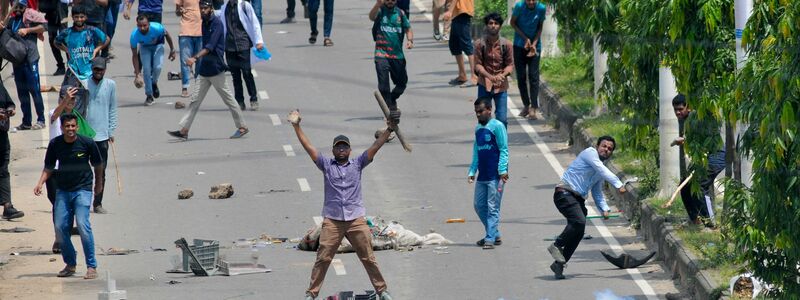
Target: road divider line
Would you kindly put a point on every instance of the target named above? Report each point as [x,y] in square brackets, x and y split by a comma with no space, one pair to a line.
[304,187]
[288,149]
[275,119]
[338,266]
[601,227]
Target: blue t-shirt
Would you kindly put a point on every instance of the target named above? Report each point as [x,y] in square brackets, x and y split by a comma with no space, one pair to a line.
[528,20]
[151,6]
[154,36]
[490,151]
[80,45]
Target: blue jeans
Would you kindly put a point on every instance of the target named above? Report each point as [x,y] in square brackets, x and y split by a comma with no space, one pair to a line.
[69,206]
[26,77]
[500,103]
[190,45]
[152,57]
[257,8]
[313,7]
[487,206]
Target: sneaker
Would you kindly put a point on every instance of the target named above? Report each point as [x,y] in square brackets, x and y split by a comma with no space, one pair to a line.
[556,253]
[385,296]
[240,133]
[178,134]
[156,92]
[12,213]
[100,210]
[60,71]
[558,269]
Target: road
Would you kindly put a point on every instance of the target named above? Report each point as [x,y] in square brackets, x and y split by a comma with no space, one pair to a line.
[332,87]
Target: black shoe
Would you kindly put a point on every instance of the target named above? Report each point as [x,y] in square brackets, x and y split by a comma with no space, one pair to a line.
[12,213]
[178,134]
[558,269]
[156,92]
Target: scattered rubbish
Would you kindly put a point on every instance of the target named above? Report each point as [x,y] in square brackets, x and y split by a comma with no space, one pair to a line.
[118,251]
[241,268]
[17,229]
[609,295]
[199,257]
[185,194]
[111,292]
[173,76]
[221,191]
[626,261]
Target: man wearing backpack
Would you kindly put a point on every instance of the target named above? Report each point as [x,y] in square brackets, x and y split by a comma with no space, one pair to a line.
[493,63]
[389,25]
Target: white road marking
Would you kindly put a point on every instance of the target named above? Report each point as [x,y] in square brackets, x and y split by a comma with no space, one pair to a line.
[304,187]
[275,119]
[288,149]
[338,266]
[598,223]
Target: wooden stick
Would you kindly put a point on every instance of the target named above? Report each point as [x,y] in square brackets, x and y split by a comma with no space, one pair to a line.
[116,167]
[677,191]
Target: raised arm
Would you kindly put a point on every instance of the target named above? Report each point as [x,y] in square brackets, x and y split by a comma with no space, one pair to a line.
[294,119]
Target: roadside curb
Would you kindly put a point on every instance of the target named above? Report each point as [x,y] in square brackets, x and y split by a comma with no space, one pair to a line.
[657,232]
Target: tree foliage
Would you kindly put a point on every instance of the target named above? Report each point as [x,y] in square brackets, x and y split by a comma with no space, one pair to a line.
[765,219]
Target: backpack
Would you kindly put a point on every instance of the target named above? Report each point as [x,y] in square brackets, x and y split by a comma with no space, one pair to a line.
[376,25]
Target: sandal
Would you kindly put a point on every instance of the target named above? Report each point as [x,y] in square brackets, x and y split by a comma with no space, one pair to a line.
[66,272]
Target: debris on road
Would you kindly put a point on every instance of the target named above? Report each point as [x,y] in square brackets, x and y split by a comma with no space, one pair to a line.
[221,191]
[17,230]
[185,194]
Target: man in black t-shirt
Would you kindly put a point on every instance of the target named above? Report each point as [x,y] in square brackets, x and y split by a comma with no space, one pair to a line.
[74,180]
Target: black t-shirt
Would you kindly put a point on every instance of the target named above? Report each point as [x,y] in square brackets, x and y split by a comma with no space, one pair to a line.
[74,172]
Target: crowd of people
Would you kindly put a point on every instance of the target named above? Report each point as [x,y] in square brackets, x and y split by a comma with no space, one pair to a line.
[216,37]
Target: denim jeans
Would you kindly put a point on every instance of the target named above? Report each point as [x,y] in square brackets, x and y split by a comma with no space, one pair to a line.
[313,7]
[69,206]
[190,45]
[257,7]
[500,103]
[152,57]
[26,77]
[487,206]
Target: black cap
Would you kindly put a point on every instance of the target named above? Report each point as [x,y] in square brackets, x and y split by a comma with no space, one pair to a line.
[341,139]
[99,63]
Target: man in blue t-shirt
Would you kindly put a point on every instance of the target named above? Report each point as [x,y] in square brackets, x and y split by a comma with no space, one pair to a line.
[147,48]
[81,43]
[527,20]
[490,162]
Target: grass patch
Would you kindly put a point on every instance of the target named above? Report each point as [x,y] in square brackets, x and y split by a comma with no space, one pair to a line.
[567,75]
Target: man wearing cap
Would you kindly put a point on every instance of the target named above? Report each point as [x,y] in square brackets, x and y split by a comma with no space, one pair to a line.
[343,208]
[101,114]
[211,73]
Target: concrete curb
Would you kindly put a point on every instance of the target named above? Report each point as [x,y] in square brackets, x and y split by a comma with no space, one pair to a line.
[656,230]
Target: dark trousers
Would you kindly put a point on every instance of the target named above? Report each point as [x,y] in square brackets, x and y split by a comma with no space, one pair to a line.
[573,208]
[239,65]
[527,69]
[103,146]
[394,69]
[26,77]
[5,176]
[703,205]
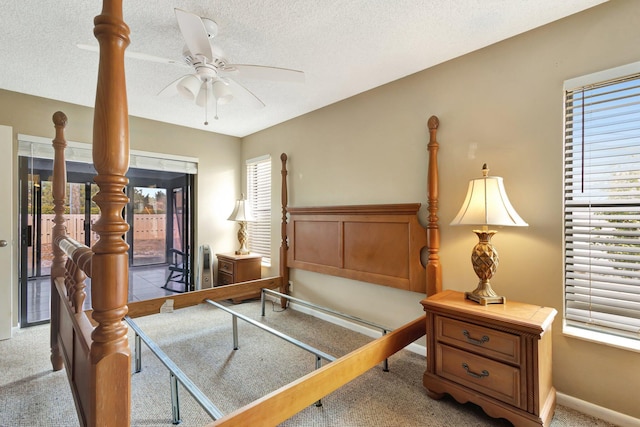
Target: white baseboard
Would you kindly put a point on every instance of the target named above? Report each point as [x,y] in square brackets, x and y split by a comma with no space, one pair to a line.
[593,410]
[583,406]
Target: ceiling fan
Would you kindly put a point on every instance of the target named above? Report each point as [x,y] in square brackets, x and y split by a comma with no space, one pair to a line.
[211,81]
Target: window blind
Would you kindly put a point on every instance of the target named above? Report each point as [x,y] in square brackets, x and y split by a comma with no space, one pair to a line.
[259,199]
[602,206]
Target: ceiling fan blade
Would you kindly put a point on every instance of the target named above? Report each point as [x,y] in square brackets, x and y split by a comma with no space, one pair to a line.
[194,32]
[135,55]
[243,93]
[172,88]
[265,73]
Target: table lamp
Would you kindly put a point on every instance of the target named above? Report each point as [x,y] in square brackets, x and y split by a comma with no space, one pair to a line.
[241,214]
[486,205]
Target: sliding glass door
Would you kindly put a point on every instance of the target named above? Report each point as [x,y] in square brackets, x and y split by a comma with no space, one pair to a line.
[159,217]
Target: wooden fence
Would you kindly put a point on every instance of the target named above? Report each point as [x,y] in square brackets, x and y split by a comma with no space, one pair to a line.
[145,227]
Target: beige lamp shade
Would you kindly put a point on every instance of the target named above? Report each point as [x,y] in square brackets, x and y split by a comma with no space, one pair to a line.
[487,203]
[241,214]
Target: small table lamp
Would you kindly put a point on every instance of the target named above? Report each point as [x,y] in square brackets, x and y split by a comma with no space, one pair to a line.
[486,204]
[241,214]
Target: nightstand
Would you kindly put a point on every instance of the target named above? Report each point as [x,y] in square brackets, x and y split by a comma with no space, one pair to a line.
[234,268]
[497,356]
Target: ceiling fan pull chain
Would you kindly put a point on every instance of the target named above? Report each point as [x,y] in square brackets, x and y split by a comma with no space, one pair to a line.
[206,107]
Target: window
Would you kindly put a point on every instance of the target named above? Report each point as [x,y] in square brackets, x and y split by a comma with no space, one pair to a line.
[259,199]
[602,203]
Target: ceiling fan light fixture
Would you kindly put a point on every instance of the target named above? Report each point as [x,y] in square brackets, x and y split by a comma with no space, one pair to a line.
[189,86]
[205,96]
[222,92]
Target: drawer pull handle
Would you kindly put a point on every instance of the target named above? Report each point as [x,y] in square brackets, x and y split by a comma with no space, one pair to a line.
[481,375]
[481,341]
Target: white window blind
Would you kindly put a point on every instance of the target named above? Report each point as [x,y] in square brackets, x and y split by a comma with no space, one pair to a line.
[259,199]
[602,206]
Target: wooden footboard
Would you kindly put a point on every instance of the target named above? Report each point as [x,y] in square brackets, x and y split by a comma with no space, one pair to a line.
[74,341]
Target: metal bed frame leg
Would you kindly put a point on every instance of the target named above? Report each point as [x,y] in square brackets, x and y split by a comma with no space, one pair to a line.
[385,364]
[175,403]
[138,353]
[318,366]
[235,332]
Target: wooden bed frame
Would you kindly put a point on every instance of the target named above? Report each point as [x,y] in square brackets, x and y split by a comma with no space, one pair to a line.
[93,345]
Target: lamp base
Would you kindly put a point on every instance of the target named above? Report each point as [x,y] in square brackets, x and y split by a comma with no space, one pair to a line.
[242,238]
[485,263]
[484,300]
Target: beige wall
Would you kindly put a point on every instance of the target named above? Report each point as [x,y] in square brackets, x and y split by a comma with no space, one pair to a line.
[501,105]
[219,175]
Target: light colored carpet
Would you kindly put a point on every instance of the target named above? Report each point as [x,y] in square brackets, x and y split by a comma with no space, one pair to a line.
[199,340]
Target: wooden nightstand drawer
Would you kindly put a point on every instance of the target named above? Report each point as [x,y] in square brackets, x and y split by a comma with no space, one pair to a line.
[224,278]
[489,342]
[495,379]
[226,267]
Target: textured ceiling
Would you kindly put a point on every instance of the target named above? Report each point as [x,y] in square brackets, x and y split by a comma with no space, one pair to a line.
[345,47]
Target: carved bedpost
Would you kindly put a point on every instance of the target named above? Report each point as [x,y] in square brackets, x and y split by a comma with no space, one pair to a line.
[434,269]
[284,245]
[110,355]
[59,229]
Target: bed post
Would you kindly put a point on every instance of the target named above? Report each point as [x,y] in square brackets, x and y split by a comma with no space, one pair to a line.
[110,402]
[59,229]
[284,246]
[434,269]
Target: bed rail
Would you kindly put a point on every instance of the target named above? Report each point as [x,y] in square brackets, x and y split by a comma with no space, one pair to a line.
[287,401]
[177,375]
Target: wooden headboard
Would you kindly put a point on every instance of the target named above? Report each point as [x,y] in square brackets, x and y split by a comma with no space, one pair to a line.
[375,243]
[381,244]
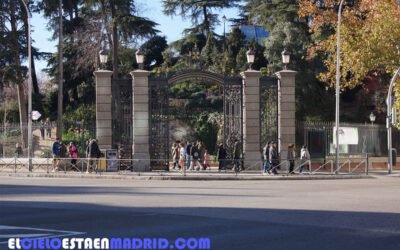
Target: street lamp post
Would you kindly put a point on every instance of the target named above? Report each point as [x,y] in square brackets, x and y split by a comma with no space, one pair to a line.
[140,58]
[389,119]
[224,20]
[372,118]
[285,58]
[250,57]
[103,55]
[29,87]
[338,86]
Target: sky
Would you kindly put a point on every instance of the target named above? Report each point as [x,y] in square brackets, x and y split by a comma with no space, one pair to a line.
[171,27]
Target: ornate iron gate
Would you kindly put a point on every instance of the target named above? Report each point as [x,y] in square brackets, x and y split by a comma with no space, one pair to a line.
[159,116]
[233,112]
[159,122]
[268,109]
[122,117]
[159,109]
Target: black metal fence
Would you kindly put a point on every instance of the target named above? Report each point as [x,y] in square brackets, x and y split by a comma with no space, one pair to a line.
[43,135]
[366,138]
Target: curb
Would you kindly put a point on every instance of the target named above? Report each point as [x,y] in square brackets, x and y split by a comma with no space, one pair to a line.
[190,178]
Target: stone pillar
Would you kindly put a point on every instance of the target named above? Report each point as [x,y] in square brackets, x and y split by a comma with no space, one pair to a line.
[140,116]
[103,108]
[286,111]
[251,119]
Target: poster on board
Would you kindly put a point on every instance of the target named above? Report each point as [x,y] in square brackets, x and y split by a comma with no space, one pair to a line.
[347,135]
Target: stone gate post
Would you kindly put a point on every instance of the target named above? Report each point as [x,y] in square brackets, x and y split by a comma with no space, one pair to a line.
[103,108]
[251,118]
[286,111]
[140,118]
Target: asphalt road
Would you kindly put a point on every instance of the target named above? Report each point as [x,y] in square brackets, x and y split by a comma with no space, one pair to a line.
[295,214]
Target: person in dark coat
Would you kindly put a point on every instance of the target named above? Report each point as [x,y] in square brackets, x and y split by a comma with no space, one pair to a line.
[18,151]
[237,155]
[266,157]
[273,158]
[94,154]
[221,156]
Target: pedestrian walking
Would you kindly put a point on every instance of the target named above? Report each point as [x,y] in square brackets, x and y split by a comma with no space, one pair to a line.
[304,157]
[48,128]
[175,155]
[73,152]
[291,157]
[194,153]
[55,149]
[266,157]
[94,154]
[188,157]
[202,150]
[18,151]
[221,156]
[182,155]
[273,158]
[206,160]
[42,129]
[237,155]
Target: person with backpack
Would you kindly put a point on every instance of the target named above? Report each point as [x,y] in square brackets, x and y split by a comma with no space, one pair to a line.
[237,155]
[18,151]
[266,157]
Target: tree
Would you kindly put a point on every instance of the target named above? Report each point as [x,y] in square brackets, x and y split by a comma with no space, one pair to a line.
[288,30]
[153,49]
[369,39]
[12,53]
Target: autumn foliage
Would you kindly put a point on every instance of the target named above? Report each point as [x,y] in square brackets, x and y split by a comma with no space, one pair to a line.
[370,38]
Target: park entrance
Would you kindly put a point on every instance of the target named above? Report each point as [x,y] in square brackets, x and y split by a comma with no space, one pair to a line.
[164,109]
[144,108]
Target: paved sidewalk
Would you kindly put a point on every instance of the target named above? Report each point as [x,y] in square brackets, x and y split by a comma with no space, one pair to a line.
[204,175]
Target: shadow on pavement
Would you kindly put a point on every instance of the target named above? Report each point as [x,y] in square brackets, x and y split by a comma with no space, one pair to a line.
[227,227]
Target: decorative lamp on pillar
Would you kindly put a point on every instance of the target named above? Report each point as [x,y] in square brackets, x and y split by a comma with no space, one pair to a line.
[285,58]
[372,117]
[103,56]
[140,58]
[250,57]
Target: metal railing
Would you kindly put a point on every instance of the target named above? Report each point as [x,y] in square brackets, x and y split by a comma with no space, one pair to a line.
[144,166]
[323,166]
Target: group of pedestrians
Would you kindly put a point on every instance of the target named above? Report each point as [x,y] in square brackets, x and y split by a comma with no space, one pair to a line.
[45,129]
[192,156]
[271,158]
[60,151]
[195,156]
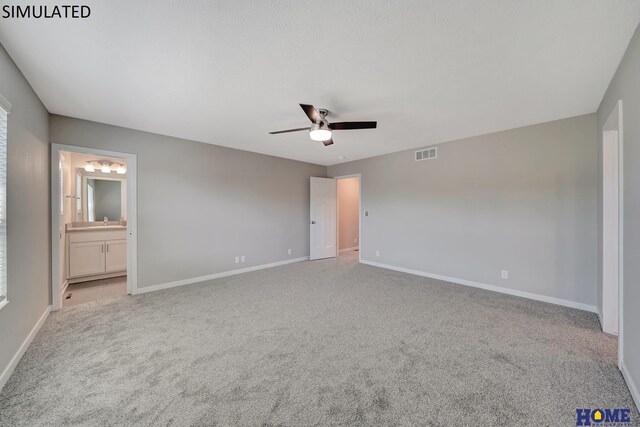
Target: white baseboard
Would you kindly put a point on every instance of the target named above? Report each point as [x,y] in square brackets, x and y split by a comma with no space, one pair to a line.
[514,292]
[348,249]
[632,386]
[23,348]
[215,276]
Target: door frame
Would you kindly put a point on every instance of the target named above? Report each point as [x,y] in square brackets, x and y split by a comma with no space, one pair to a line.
[132,218]
[614,122]
[359,176]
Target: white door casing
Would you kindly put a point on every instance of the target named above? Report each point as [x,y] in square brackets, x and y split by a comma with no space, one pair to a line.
[322,224]
[611,224]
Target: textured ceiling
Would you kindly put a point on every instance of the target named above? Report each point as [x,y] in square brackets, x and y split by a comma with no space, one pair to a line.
[228,72]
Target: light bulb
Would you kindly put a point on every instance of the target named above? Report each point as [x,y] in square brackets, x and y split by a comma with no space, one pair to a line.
[319,133]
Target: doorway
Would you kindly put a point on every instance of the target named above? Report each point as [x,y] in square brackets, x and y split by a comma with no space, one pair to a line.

Job: Quote, without any change, each line from the one that contains "Target: white door casing" through the end of the material.

Solution:
Target: white door casing
Would you kindly put a point on every instance of the target named above? Report each point as [x,y] in square brackets, x and y split by a comma with no space, one pair to a line.
[322,224]
[611,224]
Target: textured ceiling
Would you kindly put a point on every instance of the target named above? Report each point as [x,y] in square brackets, x and y split by a comma with no space, one pair to a line.
[228,72]
Target: light bulb
Would you kindly put a point on every instance of the target named above? Report each point as [x,y] in square brackets, x and y split by a comma with no space, one pair to a line.
[319,133]
Target: doorway
Would you kindly put a point on every instance of the target named above? Report each point as [x,y] in square brackets, x and y split by a comma with no space, one pair to a line.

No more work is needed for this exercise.